Content starts
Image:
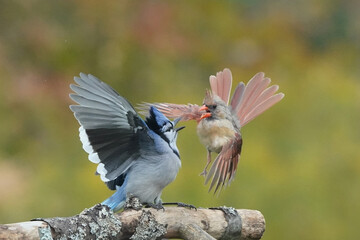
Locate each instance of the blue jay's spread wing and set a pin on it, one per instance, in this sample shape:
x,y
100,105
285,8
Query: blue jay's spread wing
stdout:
x,y
222,171
171,110
110,127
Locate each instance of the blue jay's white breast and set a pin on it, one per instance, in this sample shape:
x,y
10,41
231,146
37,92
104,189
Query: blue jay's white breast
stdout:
x,y
215,133
150,175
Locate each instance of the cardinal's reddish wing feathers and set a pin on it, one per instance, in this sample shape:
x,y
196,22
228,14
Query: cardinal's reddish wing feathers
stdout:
x,y
171,110
223,169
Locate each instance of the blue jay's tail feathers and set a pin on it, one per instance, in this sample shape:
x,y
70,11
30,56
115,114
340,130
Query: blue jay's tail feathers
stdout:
x,y
117,200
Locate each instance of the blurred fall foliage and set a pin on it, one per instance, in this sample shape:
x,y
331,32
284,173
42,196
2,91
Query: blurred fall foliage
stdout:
x,y
300,162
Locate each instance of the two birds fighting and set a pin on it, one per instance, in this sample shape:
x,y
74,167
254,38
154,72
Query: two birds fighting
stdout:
x,y
140,158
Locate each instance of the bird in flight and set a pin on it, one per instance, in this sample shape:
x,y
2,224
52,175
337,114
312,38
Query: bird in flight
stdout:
x,y
220,119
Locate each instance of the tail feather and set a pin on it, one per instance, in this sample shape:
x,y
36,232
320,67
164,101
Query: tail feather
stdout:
x,y
260,108
237,96
250,87
255,98
221,84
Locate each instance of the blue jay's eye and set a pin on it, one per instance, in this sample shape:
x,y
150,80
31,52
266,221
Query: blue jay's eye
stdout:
x,y
167,127
212,106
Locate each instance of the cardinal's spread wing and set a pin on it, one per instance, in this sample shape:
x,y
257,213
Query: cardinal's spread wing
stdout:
x,y
223,169
255,98
110,127
221,84
171,110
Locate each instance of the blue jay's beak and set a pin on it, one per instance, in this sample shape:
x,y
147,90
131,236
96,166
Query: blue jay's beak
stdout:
x,y
175,122
178,129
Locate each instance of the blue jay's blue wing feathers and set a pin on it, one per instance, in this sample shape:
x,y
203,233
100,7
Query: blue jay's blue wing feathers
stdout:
x,y
110,128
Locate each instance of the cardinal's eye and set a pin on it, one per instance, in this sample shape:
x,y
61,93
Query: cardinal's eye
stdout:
x,y
212,107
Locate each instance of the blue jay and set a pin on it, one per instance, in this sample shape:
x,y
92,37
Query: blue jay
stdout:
x,y
135,157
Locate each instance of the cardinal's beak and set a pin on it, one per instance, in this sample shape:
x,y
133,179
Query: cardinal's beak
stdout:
x,y
206,114
176,122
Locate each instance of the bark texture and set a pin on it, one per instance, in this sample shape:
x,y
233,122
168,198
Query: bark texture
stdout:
x,y
99,222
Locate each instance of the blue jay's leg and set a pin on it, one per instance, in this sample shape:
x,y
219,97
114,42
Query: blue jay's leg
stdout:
x,y
157,204
180,204
204,172
117,201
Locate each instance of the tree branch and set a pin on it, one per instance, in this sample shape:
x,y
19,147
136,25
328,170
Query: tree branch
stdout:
x,y
99,222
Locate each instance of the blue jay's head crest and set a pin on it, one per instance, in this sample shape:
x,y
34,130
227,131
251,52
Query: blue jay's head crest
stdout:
x,y
162,126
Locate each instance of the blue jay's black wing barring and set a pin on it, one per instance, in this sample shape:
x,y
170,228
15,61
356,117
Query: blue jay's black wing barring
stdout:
x,y
110,127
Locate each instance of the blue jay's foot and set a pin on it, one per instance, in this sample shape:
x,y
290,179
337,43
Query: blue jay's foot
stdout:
x,y
180,204
157,206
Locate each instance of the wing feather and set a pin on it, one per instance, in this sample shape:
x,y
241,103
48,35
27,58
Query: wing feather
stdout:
x,y
223,169
171,110
110,127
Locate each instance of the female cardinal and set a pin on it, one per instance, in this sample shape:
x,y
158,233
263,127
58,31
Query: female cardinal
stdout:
x,y
219,123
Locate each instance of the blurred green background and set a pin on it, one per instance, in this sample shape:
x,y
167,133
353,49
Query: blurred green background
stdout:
x,y
300,162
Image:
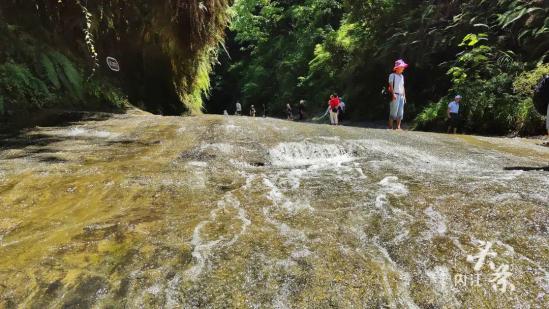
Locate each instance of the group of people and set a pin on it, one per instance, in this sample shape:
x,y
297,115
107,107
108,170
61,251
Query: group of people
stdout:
x,y
238,110
397,97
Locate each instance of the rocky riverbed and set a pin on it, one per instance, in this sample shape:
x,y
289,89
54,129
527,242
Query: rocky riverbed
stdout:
x,y
146,211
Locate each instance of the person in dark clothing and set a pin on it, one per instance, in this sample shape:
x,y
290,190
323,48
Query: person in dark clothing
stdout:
x,y
301,110
453,114
289,112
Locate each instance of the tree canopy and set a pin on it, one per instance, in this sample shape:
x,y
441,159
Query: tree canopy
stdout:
x,y
284,51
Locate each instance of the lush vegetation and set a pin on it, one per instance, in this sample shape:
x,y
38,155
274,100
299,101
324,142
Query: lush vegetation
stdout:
x,y
53,53
491,52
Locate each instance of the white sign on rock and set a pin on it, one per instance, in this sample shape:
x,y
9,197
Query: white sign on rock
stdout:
x,y
113,64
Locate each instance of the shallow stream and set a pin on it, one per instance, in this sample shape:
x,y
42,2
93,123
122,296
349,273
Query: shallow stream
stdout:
x,y
143,211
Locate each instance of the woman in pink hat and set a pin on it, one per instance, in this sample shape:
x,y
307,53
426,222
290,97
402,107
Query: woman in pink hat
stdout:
x,y
398,94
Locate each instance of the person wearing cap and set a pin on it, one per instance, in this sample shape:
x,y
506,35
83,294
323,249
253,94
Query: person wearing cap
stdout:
x,y
238,111
398,94
334,109
453,114
301,109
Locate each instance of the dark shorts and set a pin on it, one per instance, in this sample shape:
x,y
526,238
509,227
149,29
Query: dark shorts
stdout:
Content ends
:: TASK PROMPT ::
In the listing above, locate each line with "sign" and copy it.

:: ANSWER TO THIS EXERCISE ::
Locate each instance of the white sign on rock and set a pin on it, one per instance, in this sample shape:
Query: white sign on rock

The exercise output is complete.